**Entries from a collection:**
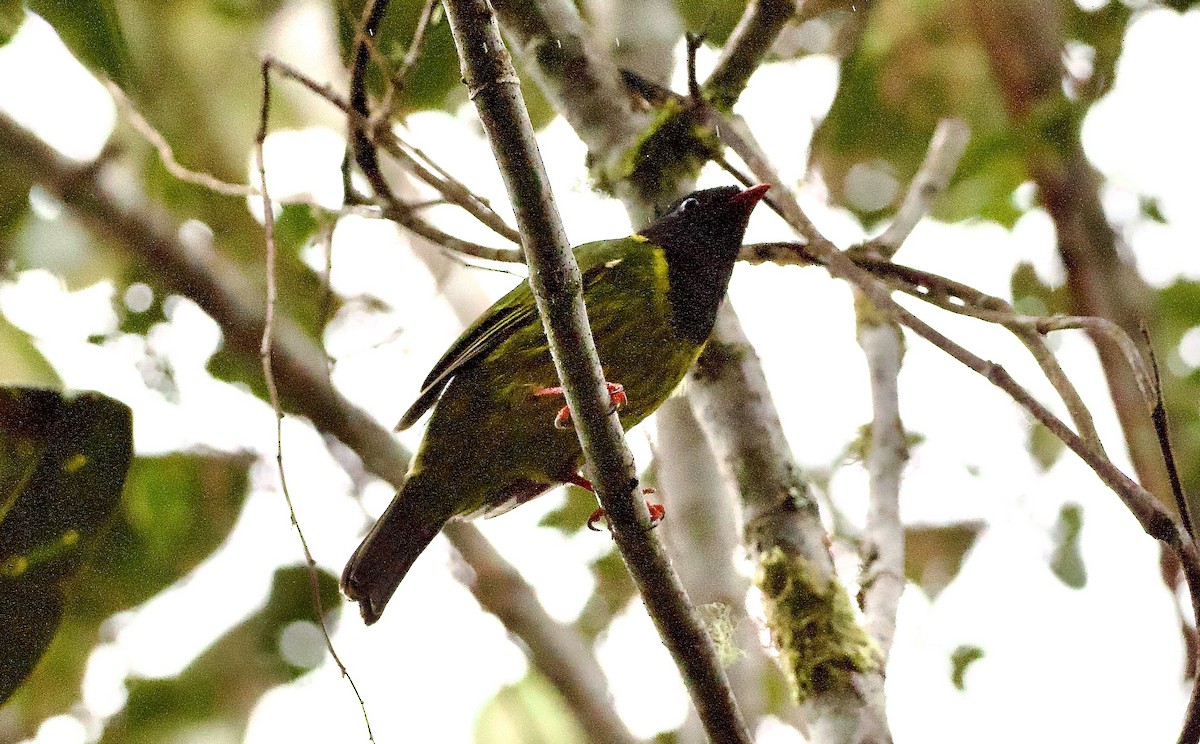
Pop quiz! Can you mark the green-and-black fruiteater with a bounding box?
[342,186,768,624]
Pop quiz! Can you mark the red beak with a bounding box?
[730,184,770,212]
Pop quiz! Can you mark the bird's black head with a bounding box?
[640,184,769,343]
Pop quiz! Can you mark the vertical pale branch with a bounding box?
[445,0,750,743]
[854,302,908,664]
[0,109,632,743]
[494,0,654,216]
[688,304,890,744]
[854,119,971,665]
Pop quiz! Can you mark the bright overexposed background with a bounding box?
[0,2,1200,744]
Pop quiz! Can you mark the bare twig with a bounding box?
[445,0,751,744]
[0,109,629,742]
[264,58,522,262]
[704,0,797,110]
[254,64,374,742]
[494,0,654,218]
[349,0,396,203]
[1141,326,1196,540]
[871,119,971,258]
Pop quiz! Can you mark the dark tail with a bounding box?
[342,481,446,625]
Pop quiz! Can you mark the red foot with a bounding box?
[568,473,667,532]
[534,383,629,430]
[588,501,667,532]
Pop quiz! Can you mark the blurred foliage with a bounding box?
[8,452,253,736]
[100,565,338,744]
[0,314,60,388]
[337,0,554,128]
[0,388,133,703]
[1050,504,1087,589]
[475,672,592,744]
[28,0,133,88]
[0,0,25,46]
[904,522,984,600]
[950,646,984,690]
[811,0,1132,227]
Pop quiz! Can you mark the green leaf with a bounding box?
[575,547,637,640]
[29,0,133,88]
[337,0,466,113]
[811,0,1028,226]
[0,388,133,702]
[538,486,596,535]
[10,452,253,734]
[475,672,590,744]
[950,644,984,690]
[904,521,984,600]
[101,565,338,744]
[0,316,60,386]
[1009,262,1070,316]
[0,0,25,47]
[1050,504,1087,589]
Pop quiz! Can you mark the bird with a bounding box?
[341,184,769,625]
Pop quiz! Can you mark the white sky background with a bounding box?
[0,4,1200,744]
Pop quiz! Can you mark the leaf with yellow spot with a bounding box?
[0,388,133,703]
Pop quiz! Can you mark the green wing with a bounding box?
[396,238,632,431]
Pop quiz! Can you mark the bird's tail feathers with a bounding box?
[342,479,449,625]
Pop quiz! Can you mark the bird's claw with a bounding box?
[588,488,667,532]
[534,383,629,431]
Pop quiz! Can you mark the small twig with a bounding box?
[103,80,259,197]
[254,62,374,742]
[704,0,803,110]
[445,0,751,744]
[264,56,523,263]
[870,119,971,258]
[350,0,397,203]
[1141,325,1195,540]
[396,0,438,83]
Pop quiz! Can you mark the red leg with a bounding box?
[533,383,629,429]
[566,473,667,532]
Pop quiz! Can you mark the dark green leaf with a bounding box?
[0,0,25,47]
[29,0,132,88]
[10,446,253,730]
[1050,504,1087,589]
[0,316,59,386]
[101,566,338,744]
[575,548,637,638]
[950,646,984,690]
[0,388,133,702]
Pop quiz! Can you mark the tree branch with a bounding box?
[704,0,797,110]
[445,0,750,744]
[0,109,632,743]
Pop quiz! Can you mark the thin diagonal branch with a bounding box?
[254,64,374,743]
[445,0,751,744]
[0,109,632,743]
[704,0,797,110]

**Task requirements:** Output the lines above as a two-column CSV with the headers "prompt" and "boxes." Give one row for each line of text with that text in "prompt" and all the boxes that follow it in "boxes." Put each field in quotes, turn any line breaks into spaces, and leave the pictures out.

**Written answer:**
prompt,boxes
"Pop quiz! Can you mark the green-and-black fruiteater with a bounding box?","[342,186,768,624]"
"Pop quiz! Can you mark the red beak with a bounding box?","[730,184,770,212]"
"Pop quiz! Can you mark the bird's black head with a bounding box?","[640,184,769,343]"
"Pop quiz! Can you mark the vertical pale branch with a bounding box?","[445,0,750,743] [854,302,908,664] [0,109,632,743] [494,0,654,216] [688,304,890,744] [854,119,971,665]"
"Pop quiz! Can you mark the bright overexposed background with a bounding box?","[0,2,1200,744]"
"Pop quiz! Can you mark the bare twig with a bounding box?","[445,0,751,744] [0,109,629,742] [264,58,522,262] [704,0,797,110] [254,64,374,742] [494,0,654,218] [349,0,396,203] [1141,326,1196,540] [871,119,971,258]"
"Pop quiz! Can you mark the dark tail with a bounding box?","[342,481,446,625]"
"Pop quiz! Can you mark the red foot with a bounding box?","[568,473,667,532] [534,383,629,430] [588,501,667,532]"
"Pop quiz! Can you mark the blurred foliage with a bounding box?","[8,452,253,736] [100,565,338,744] [0,314,60,388] [337,0,554,128] [0,388,133,703] [1050,504,1087,589] [475,672,592,744] [28,0,133,88] [0,0,25,46] [904,522,984,600] [950,646,984,690] [811,0,1132,227]"
"Pop quiz! Can you mark the green leaf with a bounding box?","[575,547,637,640] [29,0,133,88] [337,0,466,113] [811,0,1028,226] [0,388,133,702] [538,486,596,535] [10,452,253,734] [475,672,590,744] [950,644,984,690] [904,521,984,600] [101,565,338,744] [0,316,60,386] [1009,262,1070,316] [0,0,25,47] [1050,504,1087,589]"
"Pop quiz! Can you mark the bird with a bounding box?","[341,184,769,625]"
"Pop quiz! Can you mark the white sky background with a bounding box?","[0,4,1200,744]"
"Pop quiz! Can you mark the leaf with yellow spot with a bounding box?","[0,388,133,703]"
"Pop quiz! Can you mark the green wing with a bounding box?","[396,238,632,431]"
"Pop quiz! Can you mark the bird's tail feathers with a bounding box?","[342,479,449,625]"
"Pop quiz! Can you mark the bird's claw with a bounding box?","[588,488,667,532] [534,383,629,431]"
"Pop quiz! Can you mark the small twig with a bounding box?","[103,80,259,197] [254,62,374,742] [704,0,803,110] [445,0,751,744] [264,56,523,263] [870,119,971,258] [350,0,397,203] [1141,325,1195,540] [396,0,438,83]"
"Pop quiz! Can you mark the red leg with a bounding box?","[533,383,629,429] [566,473,667,532]"
"Pop quiz! Can you mark the dark green leaf with a bounding box?","[0,0,25,47] [29,0,132,88] [10,446,253,730] [1050,504,1087,589] [0,316,59,386] [101,566,338,744] [575,548,637,638] [950,646,984,690] [0,388,133,702]"
"Pop quiz! Can you mark the tree branch with a bounding box?","[704,0,797,110] [445,0,750,744] [0,109,632,743]"
"Pop quiz! Can you mark the thin diagonal branch with a bounding box?","[254,64,374,743] [445,0,751,744] [0,109,632,743] [704,0,797,110]"